*** DATA PROVIDED Section Begins ***
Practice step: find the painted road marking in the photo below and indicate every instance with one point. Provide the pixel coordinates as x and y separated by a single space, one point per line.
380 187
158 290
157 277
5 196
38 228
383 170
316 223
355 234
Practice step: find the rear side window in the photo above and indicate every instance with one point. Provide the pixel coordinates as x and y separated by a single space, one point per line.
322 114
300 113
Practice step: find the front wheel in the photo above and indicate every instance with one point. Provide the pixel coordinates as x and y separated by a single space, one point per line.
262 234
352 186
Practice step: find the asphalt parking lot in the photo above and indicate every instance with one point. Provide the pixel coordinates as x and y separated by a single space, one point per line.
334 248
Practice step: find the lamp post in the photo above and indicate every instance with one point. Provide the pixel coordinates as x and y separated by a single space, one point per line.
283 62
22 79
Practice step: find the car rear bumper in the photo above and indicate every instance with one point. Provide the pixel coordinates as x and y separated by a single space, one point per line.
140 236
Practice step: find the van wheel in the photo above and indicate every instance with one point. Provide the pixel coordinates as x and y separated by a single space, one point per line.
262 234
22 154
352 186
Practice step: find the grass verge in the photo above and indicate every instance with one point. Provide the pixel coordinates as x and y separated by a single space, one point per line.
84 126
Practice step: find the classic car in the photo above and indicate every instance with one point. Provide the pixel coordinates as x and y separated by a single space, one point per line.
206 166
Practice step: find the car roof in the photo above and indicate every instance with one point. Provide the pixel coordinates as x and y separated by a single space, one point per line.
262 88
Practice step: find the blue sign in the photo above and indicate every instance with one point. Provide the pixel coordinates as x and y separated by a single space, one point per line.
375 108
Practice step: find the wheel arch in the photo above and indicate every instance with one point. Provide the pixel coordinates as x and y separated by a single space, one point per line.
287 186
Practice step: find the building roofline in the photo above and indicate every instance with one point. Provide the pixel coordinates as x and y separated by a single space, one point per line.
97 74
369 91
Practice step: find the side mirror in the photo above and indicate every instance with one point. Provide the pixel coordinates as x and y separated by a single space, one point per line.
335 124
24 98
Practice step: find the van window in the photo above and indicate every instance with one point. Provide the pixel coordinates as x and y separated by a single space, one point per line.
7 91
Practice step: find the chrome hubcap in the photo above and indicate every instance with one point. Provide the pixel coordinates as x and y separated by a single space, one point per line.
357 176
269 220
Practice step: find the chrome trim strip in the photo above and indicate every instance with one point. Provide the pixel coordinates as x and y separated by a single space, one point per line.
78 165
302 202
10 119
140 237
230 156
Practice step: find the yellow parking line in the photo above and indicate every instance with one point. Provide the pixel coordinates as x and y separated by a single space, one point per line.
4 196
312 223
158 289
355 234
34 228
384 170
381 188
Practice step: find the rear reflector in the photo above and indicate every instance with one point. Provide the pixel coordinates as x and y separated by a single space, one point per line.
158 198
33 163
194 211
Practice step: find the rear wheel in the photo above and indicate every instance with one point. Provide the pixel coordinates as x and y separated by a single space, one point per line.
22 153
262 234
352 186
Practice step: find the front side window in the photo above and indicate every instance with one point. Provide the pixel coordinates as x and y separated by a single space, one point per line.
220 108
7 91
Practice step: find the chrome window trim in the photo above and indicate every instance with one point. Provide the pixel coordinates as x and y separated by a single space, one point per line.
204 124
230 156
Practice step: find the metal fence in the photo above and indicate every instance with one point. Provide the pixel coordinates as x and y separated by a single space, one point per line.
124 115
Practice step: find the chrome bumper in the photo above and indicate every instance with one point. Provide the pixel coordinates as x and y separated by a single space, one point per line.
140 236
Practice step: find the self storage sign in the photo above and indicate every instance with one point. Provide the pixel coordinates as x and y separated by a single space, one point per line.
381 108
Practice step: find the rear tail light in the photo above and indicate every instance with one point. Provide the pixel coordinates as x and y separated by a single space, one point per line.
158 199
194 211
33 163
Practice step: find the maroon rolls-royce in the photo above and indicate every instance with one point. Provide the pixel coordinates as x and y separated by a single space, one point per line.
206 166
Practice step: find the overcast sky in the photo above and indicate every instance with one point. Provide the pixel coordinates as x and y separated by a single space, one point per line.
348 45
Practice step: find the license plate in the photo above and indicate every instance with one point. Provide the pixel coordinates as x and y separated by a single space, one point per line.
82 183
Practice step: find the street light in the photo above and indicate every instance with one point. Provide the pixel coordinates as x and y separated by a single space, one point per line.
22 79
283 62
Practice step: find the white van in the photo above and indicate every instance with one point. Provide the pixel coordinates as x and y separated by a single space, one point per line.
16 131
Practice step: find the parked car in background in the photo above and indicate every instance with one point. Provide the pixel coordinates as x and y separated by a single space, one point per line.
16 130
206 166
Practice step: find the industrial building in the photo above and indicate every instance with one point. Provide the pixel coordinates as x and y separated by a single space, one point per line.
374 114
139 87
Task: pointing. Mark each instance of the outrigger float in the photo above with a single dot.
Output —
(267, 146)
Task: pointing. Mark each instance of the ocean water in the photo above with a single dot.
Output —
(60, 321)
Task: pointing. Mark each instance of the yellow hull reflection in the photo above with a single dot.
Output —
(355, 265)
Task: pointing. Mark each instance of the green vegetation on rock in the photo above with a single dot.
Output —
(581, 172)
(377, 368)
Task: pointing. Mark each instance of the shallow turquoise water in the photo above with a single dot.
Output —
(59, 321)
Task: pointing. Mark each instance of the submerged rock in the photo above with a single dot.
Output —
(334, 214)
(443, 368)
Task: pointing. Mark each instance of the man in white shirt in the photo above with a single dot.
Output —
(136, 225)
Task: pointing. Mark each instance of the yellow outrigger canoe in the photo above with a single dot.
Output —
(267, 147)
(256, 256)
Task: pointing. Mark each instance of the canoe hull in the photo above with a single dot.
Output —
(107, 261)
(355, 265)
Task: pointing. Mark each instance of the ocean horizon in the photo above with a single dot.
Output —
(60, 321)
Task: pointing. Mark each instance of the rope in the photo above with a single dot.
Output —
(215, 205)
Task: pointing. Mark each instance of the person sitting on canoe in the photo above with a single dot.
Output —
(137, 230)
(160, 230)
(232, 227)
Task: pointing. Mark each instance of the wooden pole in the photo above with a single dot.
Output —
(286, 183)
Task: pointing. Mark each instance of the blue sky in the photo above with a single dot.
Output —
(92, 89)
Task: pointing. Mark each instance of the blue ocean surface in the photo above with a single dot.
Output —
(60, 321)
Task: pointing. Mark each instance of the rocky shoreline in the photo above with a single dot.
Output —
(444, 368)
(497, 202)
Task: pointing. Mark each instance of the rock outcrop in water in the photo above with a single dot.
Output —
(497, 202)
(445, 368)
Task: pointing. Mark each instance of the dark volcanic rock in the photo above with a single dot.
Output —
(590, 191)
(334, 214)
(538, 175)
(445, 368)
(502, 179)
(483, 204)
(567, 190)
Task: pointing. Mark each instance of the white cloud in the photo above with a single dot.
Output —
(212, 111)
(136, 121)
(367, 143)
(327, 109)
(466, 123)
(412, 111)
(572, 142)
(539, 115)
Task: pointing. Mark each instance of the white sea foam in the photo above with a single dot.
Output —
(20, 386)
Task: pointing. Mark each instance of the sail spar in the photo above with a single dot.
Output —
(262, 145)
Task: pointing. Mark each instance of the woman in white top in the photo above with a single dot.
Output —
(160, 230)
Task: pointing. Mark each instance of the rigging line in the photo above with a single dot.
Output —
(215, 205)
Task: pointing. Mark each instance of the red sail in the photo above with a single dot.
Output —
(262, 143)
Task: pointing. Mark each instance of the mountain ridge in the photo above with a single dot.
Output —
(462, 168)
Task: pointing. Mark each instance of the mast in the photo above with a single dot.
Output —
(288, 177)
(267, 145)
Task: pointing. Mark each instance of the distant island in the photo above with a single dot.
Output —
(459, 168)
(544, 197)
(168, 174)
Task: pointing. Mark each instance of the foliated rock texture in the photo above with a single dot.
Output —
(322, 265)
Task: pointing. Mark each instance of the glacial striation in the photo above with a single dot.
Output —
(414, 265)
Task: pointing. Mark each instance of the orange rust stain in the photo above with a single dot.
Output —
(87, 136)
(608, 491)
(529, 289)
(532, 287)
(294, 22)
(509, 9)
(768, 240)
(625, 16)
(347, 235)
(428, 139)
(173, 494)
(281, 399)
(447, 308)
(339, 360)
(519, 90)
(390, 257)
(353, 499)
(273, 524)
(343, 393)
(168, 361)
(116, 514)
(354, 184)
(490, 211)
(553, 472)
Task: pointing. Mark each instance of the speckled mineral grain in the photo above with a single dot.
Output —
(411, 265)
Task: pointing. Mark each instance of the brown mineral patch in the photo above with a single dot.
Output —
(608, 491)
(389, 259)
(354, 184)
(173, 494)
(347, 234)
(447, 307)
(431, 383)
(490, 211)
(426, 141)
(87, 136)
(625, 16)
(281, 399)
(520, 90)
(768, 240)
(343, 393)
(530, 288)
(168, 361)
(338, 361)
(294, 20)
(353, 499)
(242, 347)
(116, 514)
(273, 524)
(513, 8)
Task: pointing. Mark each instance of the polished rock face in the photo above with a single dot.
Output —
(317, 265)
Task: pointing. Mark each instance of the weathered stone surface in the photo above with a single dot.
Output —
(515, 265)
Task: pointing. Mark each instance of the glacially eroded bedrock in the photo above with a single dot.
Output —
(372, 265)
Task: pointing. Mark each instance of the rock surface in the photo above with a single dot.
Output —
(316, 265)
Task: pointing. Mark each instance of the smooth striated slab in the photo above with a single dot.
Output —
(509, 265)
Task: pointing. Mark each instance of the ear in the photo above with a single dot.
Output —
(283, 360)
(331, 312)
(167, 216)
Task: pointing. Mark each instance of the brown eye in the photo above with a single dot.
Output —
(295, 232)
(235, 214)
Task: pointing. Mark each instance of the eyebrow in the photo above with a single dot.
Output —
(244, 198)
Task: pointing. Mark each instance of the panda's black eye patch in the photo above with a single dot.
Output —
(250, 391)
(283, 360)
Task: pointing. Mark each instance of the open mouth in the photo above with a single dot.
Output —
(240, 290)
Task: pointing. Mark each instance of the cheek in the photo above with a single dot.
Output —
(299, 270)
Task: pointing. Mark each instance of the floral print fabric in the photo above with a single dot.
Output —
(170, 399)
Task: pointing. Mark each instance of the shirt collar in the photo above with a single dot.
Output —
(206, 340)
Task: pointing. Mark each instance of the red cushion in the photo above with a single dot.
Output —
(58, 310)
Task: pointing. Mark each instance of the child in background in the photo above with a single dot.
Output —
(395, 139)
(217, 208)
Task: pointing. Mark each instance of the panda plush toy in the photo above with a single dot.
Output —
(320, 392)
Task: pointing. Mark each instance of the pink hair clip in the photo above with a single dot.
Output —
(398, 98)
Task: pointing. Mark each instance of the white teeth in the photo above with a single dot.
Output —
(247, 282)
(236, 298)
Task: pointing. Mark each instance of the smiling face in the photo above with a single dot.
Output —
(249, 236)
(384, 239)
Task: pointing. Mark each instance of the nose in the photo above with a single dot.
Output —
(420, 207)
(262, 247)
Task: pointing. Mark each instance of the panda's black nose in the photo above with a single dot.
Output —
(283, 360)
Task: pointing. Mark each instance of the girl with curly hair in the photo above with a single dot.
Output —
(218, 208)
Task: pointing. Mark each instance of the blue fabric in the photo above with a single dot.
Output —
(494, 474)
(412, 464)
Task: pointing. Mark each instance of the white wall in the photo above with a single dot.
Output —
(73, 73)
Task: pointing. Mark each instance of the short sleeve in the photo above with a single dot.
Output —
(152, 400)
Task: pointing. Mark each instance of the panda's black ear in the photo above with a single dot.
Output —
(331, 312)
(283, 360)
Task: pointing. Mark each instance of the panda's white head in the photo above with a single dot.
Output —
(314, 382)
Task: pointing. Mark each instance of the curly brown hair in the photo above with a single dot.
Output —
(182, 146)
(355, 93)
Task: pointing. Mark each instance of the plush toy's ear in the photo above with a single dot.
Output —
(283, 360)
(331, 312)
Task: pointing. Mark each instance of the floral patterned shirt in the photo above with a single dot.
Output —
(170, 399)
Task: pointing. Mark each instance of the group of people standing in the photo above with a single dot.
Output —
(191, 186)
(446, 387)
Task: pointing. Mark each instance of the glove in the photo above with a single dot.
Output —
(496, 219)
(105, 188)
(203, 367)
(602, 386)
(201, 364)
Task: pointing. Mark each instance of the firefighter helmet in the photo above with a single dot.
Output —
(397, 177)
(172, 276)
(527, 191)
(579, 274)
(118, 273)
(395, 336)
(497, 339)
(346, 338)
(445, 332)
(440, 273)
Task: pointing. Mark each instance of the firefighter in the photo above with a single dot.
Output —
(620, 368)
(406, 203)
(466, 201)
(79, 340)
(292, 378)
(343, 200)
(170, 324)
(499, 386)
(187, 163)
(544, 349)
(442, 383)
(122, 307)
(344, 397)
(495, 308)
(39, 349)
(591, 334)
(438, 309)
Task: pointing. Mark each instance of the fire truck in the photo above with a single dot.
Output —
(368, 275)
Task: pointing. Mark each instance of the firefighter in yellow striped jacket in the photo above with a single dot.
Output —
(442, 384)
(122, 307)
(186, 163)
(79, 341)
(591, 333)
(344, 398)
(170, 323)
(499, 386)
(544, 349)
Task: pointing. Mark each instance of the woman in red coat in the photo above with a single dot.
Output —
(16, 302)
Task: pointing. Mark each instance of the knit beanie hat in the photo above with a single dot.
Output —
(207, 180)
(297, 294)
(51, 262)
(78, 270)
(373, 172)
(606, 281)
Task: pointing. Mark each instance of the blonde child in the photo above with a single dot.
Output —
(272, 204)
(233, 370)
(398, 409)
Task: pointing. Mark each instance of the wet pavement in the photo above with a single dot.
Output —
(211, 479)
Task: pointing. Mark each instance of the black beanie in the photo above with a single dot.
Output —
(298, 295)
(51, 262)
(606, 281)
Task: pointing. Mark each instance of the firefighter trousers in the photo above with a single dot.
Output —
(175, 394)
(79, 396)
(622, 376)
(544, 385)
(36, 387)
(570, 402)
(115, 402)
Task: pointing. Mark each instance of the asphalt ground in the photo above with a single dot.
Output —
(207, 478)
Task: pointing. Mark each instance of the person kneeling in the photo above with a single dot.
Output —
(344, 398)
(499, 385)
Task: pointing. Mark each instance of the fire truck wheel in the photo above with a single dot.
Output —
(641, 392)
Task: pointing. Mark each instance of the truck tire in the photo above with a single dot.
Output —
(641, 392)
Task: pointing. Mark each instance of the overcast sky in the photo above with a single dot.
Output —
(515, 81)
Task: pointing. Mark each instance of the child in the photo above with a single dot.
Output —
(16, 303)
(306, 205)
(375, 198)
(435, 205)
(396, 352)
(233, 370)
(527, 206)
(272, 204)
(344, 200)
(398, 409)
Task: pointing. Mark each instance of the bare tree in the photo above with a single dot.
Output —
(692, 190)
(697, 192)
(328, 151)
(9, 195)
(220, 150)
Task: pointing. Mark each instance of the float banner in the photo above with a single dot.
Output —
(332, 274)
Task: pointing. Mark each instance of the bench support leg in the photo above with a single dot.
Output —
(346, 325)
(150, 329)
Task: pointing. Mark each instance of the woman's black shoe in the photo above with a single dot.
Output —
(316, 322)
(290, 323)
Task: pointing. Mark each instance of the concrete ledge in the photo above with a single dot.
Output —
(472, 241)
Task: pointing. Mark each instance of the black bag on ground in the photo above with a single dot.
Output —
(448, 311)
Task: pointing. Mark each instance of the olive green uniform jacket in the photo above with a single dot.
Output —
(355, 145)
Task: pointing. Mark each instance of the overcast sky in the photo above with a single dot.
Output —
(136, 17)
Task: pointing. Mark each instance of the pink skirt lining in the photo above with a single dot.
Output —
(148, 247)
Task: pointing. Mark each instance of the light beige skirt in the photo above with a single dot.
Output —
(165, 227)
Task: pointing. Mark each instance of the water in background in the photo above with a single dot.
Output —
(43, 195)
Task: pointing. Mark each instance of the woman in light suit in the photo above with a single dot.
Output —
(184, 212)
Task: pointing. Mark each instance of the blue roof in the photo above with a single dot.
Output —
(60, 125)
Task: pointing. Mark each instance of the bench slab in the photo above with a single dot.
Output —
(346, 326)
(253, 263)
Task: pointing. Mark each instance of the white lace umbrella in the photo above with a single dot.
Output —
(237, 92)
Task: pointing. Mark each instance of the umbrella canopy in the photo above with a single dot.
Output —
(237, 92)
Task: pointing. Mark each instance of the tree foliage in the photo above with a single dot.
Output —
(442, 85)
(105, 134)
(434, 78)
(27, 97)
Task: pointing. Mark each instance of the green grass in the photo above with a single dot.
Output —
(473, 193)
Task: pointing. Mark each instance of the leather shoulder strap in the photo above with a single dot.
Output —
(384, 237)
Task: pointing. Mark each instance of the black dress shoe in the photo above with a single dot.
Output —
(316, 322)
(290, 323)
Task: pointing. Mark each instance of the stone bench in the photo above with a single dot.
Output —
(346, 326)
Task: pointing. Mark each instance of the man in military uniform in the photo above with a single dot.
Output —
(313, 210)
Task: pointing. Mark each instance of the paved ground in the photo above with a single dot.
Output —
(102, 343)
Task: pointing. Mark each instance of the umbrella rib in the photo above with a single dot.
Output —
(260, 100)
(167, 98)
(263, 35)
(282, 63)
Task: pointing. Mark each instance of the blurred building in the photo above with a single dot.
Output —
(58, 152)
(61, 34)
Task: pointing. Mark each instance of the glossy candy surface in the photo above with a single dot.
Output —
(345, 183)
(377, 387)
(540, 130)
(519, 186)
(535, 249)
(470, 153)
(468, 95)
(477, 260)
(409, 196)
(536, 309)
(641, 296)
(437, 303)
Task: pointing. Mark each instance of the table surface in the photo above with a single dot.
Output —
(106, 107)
*** DATA PROVIDED Section Ends ***
#### TASK OBJECTIVE
Show, from the records above, every line that includes "shoe".

#### ANSWER AREA
Task: pointing. Mark each instance of the woman's black shoe in the photo above with a single dot.
Task: pointing. Mark each instance of the black dress shoe in the photo above with a single dot.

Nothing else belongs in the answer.